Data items
::::::::

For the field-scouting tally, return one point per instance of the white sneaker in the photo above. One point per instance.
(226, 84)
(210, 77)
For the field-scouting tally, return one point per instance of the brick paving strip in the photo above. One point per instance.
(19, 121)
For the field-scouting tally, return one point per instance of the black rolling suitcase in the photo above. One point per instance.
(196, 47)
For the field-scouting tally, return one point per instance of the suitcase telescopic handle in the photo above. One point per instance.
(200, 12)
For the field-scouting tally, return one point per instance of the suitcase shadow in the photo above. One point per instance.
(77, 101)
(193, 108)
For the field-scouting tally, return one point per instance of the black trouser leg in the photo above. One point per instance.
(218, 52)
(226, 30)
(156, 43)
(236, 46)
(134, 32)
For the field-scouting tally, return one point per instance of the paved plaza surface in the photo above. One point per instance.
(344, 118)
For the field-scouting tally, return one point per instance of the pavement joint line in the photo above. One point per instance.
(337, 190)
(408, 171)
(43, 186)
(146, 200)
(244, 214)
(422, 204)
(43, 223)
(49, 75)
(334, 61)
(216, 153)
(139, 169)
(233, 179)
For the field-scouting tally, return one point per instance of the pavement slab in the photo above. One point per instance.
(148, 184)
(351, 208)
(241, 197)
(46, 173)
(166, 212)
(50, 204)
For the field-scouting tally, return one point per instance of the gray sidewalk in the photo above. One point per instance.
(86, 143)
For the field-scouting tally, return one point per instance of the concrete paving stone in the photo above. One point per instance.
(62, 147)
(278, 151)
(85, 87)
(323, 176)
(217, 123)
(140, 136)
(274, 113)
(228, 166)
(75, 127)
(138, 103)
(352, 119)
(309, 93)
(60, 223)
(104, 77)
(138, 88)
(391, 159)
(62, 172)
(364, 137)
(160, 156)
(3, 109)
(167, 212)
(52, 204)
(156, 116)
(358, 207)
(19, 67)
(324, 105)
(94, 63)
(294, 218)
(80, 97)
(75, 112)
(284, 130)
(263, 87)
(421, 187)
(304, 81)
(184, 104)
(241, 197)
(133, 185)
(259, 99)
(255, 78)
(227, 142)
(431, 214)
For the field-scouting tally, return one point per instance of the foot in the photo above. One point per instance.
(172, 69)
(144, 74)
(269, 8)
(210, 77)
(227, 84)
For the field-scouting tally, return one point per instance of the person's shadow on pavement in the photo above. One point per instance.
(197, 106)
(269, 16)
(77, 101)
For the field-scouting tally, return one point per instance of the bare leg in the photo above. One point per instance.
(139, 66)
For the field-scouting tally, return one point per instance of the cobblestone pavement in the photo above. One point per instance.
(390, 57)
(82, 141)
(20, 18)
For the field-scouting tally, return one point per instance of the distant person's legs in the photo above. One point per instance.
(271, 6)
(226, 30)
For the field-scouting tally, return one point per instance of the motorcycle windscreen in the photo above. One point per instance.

::::::::

Copy every line of the material, please, keeping it exactly the same.

For the field-scouting tally, return one point per instance of the white sneaker in the photo above. One point per instance.
(226, 84)
(210, 77)
For the field-scouting tally, return one point per instance of the brick paving strip in the photo above. One point per instance.
(19, 121)
For the field-scouting tally, return one point per instance of the black rolling suitcase in the photo above. One point per instance.
(196, 47)
For the field-scouting tally, return one point per instance of the suitcase telescopic handle in the photo above. One point per instance.
(200, 12)
For the field-scouting tally, return one point per instance of the suitcase shadow in the photo above. One point per instance.
(77, 101)
(193, 108)
For the field-scouting tally, return one point per instance of the black trouser leg in the photo above. One point per instance.
(218, 52)
(226, 30)
(156, 43)
(236, 46)
(134, 32)
For the field-scouting tally, return one point per instance of the paved plaza surface in the photo above. One point per instance.
(344, 118)
For the field-scouting tally, return one point per instance of the pavement joint line in the photo above. One point per instance.
(337, 190)
(408, 171)
(43, 186)
(146, 200)
(244, 214)
(422, 204)
(43, 223)
(49, 75)
(334, 61)
(216, 153)
(139, 169)
(233, 179)
For the field-scouting tally, return one point per instance of the pavement slab in the photo above. One point per instance.
(148, 184)
(351, 208)
(241, 197)
(46, 173)
(166, 212)
(50, 204)
For the field-scouting tally, return one point per instance of the gray sidewalk in the photo above. One point per instance.
(86, 143)
For the field-scouting tally, return one point per instance of the concrete paving stone in the photo above. One point per instance.
(62, 147)
(278, 151)
(85, 87)
(323, 176)
(217, 123)
(140, 136)
(274, 113)
(228, 166)
(75, 127)
(138, 103)
(352, 119)
(309, 93)
(60, 223)
(104, 77)
(138, 88)
(391, 159)
(62, 172)
(364, 137)
(160, 156)
(3, 109)
(167, 212)
(52, 204)
(156, 116)
(358, 207)
(19, 67)
(324, 105)
(94, 63)
(294, 218)
(80, 97)
(75, 112)
(284, 130)
(263, 87)
(421, 187)
(304, 81)
(184, 104)
(241, 197)
(133, 185)
(259, 99)
(255, 78)
(227, 142)
(431, 214)
For the field-scouting tally, return one point per instance of the foot in the photo above. One point per instance.
(172, 69)
(144, 74)
(269, 8)
(210, 77)
(227, 84)
For the field-scouting tally, return one point per instance of the person's shadow on pavement in the photo above. One point per instance.
(197, 106)
(269, 16)
(77, 101)
For the field-scouting tally, return one point per instance of the bare leg in the photo above. One point per instance.
(139, 66)
For the field-scouting tally, return one point per instance of the cobblestone pavement in the photo above. One point per instance.
(390, 57)
(82, 141)
(20, 18)
For the field-scouting tally, return one point per instance of the distant person's legs in the photo above. One point per instance.
(271, 6)
(226, 30)
For the field-scouting tally, return one point per instance of the motorcycle windscreen in the photo above. One point per instance.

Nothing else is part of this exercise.